## MATERIAL PROVIDED:
# # # # #
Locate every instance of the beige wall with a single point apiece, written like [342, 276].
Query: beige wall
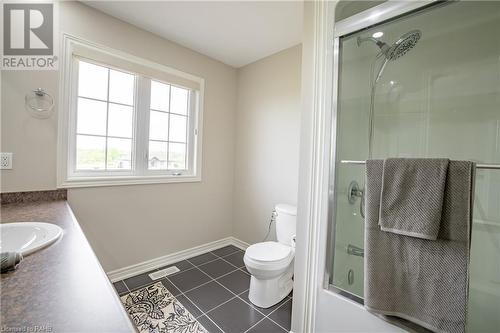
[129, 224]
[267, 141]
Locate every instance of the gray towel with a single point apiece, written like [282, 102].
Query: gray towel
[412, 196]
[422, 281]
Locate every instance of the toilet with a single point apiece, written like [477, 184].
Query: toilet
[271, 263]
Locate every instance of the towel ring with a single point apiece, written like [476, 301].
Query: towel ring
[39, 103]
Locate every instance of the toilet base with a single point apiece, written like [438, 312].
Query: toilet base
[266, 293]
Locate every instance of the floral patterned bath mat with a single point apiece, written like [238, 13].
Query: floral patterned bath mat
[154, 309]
# # # # #
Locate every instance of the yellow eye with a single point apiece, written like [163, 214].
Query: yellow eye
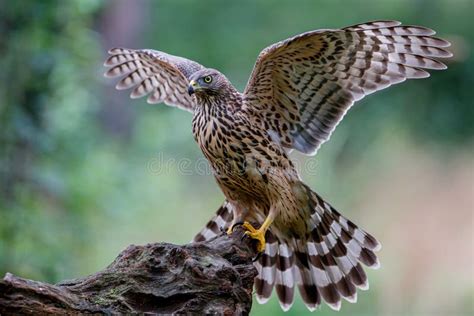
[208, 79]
# # # # #
Only a number is wanted here: the count of lines in the data that include the word "instance".

## RESULT OF THE EXERCISE:
7